## [INSTRUCTIONS TO FOLLOW]
Can you render the data below as a JSON list of strings, with one string for each line and blank lines left out?

## [SOURCE MATERIAL]
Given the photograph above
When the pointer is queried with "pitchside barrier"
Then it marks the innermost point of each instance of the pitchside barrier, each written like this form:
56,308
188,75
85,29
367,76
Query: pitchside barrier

## [OUTPUT]
[
  "Given the photograph above",
  "When the pointer is queried with \"pitchside barrier\"",
  "Then it marks the innermost point of each instance of the pitchside barrier, each written like this form:",
  "56,308",
  "188,75",
  "85,29",
  "367,76",
  "Query: pitchside barrier"
]